● PROBLEM DETAILS: Lay out the lines of the listing below as a numbered list, from the line containing "The component shall indicate one point per instance of the hill" through the line containing "x=338 y=289", both ends included. Leave out any blank lines.

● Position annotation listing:

+--

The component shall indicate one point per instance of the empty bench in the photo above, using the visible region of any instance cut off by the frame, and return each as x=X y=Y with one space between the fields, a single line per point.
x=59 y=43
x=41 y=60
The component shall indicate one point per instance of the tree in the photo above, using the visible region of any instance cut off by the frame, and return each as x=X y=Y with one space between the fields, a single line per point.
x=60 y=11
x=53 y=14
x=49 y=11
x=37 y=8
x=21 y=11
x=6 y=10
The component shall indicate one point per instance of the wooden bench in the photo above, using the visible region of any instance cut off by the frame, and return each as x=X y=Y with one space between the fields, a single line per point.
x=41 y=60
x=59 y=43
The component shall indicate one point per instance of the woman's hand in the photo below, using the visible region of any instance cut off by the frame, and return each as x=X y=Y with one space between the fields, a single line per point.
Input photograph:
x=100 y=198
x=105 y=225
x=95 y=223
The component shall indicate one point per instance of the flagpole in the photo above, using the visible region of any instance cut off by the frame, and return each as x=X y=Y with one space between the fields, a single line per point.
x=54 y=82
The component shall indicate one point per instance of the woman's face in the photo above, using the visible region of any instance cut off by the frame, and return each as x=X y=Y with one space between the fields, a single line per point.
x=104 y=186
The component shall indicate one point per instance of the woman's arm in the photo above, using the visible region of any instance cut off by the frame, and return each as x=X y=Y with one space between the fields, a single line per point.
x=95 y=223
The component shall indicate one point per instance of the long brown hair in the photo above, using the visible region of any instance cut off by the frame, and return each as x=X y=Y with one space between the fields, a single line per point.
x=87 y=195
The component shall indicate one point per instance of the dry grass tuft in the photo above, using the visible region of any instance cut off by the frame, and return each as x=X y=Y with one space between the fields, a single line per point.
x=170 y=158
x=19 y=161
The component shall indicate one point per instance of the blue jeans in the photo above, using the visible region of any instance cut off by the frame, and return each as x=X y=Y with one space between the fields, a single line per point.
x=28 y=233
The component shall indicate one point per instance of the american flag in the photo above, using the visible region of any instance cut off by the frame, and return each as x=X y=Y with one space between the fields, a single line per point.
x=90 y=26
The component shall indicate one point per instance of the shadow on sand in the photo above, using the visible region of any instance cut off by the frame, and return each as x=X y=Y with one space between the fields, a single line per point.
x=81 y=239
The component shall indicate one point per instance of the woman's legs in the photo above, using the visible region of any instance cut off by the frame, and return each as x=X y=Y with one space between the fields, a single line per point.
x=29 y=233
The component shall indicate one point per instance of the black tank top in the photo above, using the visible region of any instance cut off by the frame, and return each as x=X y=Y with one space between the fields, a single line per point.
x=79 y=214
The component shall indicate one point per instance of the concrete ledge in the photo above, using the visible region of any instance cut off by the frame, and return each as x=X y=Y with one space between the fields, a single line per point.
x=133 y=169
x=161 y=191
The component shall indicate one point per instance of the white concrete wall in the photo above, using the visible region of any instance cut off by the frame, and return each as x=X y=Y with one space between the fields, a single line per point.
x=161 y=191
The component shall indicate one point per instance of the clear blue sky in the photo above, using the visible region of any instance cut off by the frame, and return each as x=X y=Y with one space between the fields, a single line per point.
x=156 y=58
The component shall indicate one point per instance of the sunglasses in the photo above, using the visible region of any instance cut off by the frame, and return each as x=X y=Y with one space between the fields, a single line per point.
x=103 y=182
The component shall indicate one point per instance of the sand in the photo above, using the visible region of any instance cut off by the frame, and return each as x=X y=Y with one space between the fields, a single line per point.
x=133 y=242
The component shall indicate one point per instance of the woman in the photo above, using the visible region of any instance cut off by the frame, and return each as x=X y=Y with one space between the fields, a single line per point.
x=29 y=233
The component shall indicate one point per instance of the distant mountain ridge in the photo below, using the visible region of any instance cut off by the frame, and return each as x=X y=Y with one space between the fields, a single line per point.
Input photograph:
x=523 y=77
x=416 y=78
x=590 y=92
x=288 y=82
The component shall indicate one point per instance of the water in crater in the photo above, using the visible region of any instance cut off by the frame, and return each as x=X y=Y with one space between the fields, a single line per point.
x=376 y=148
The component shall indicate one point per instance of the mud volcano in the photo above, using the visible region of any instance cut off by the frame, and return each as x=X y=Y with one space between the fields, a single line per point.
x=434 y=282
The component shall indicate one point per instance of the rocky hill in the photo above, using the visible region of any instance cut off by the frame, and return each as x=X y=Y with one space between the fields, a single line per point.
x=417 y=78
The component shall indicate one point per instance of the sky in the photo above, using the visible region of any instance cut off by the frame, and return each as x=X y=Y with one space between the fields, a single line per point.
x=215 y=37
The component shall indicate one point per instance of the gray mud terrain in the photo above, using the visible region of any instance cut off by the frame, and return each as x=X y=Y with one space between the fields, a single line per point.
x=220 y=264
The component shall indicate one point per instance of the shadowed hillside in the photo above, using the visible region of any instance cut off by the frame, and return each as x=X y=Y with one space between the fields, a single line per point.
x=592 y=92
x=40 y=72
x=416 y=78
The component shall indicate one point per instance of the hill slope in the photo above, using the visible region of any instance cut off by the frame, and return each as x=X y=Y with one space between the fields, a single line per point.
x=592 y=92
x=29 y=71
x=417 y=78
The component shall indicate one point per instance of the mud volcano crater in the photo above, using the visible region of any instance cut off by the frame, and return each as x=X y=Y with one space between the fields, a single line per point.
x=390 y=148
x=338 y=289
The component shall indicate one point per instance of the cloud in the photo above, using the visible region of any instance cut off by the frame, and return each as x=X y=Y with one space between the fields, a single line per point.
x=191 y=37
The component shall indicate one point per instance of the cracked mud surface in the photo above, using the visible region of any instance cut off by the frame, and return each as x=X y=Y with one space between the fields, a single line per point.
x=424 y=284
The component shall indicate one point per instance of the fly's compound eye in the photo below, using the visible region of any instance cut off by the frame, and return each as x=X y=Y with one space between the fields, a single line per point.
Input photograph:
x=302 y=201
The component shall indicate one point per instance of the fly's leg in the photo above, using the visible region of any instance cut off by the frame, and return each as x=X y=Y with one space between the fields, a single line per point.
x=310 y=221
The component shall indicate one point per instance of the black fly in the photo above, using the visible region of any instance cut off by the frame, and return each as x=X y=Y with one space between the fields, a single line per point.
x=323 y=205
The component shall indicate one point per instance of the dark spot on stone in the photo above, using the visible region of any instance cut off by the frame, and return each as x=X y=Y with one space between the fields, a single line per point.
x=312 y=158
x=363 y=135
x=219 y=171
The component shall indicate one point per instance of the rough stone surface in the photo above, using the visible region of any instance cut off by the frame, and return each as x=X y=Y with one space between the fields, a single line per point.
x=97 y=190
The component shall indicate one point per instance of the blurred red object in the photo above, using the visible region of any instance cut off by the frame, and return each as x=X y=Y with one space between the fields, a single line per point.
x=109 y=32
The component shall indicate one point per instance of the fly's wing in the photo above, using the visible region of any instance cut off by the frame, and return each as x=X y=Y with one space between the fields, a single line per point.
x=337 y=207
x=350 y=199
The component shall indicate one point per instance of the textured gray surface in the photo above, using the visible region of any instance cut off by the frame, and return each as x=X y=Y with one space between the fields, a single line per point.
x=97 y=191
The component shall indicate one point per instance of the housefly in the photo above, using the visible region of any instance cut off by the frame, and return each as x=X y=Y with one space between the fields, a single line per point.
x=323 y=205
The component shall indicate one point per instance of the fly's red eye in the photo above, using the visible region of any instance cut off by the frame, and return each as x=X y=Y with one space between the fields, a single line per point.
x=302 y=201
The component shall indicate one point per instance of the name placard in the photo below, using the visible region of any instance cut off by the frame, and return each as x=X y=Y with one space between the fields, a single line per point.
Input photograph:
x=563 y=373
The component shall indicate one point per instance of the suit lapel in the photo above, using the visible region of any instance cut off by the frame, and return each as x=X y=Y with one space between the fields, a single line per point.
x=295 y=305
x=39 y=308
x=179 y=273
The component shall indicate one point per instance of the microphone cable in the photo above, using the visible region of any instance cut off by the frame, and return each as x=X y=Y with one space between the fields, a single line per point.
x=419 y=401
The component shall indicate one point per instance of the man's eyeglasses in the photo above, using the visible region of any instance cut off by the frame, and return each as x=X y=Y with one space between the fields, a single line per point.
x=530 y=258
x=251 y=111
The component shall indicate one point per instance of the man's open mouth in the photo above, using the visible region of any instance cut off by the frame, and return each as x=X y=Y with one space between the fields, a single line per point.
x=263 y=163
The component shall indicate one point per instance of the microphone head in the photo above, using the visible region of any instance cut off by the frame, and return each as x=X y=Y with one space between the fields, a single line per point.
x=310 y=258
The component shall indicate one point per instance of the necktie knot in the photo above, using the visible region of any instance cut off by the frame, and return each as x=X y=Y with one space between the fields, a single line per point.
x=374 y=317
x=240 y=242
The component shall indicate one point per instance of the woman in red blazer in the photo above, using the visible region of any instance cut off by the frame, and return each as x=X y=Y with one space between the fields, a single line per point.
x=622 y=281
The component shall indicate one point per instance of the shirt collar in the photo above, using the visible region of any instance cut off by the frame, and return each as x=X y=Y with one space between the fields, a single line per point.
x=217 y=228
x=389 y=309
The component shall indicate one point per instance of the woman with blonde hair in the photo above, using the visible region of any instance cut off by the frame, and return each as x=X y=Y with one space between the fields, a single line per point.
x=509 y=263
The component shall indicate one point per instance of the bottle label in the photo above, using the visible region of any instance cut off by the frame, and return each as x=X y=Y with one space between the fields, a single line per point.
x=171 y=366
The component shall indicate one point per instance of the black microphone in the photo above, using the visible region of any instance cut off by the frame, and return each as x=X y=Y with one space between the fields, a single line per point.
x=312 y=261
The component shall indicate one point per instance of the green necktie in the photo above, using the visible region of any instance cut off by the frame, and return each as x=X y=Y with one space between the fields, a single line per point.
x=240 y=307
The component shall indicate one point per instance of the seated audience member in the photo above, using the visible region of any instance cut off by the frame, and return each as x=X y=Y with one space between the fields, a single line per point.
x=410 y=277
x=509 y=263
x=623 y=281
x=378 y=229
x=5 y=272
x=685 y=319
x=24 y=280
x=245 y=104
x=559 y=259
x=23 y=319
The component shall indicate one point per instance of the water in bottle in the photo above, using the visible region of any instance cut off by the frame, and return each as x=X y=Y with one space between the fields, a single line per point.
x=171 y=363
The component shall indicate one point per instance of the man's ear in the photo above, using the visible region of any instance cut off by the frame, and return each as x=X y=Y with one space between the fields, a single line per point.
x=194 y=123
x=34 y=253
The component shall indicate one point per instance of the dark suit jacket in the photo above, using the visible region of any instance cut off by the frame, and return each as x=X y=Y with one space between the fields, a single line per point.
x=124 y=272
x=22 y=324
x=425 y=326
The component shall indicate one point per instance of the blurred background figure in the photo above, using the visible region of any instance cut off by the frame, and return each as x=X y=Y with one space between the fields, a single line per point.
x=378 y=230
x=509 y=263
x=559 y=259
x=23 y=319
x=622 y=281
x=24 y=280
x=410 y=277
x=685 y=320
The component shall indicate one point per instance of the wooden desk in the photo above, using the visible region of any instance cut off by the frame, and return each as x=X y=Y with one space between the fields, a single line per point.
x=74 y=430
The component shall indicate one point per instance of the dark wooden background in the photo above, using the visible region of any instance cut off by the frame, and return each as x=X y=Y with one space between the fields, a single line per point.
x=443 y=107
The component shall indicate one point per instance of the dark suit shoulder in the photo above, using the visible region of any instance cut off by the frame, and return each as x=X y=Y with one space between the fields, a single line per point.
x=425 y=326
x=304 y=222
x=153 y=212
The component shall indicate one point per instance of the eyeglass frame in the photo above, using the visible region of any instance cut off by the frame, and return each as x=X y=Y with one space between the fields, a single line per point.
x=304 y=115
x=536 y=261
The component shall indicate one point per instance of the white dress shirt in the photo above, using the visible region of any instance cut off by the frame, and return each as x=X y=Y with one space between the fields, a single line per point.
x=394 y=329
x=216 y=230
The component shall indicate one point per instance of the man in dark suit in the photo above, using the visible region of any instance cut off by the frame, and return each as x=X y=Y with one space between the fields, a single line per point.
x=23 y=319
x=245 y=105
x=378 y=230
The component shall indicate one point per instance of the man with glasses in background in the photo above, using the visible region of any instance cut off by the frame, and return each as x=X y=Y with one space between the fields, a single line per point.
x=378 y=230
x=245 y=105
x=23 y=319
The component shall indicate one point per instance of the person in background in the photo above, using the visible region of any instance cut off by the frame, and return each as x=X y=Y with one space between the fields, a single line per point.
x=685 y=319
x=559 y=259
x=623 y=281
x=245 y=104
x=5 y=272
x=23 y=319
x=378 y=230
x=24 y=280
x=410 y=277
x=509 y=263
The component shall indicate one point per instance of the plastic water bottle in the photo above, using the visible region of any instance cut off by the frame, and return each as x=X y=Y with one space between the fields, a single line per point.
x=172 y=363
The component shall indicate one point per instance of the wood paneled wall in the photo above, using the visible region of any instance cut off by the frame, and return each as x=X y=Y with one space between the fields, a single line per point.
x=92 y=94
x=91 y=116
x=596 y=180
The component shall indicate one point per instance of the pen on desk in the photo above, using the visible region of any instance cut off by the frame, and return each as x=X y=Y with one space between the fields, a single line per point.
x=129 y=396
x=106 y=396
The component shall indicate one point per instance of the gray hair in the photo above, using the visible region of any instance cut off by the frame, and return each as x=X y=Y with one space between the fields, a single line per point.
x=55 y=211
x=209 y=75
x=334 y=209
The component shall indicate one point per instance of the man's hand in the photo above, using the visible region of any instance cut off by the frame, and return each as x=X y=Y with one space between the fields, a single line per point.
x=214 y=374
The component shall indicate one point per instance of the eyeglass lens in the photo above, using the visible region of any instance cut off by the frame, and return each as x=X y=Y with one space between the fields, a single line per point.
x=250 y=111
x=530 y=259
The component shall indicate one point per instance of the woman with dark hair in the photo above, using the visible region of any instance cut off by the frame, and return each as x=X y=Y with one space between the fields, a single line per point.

+--

● ANSWER TO THIS PROBLEM:
1. The component shall indicate one point per instance of the hill slope in the photo above, using the visible region of any instance cut off by the frame, and return each as x=X y=Y with one space between the fields, a single line per point.
2. x=592 y=92
3. x=29 y=71
4. x=417 y=78
5. The component shall indicate one point per instance of the mud volcano crater in the photo above, using the visible region of any instance cut off by the frame, and return each as x=X y=Y with one space between the fields, a single line per point.
6. x=390 y=148
7. x=338 y=289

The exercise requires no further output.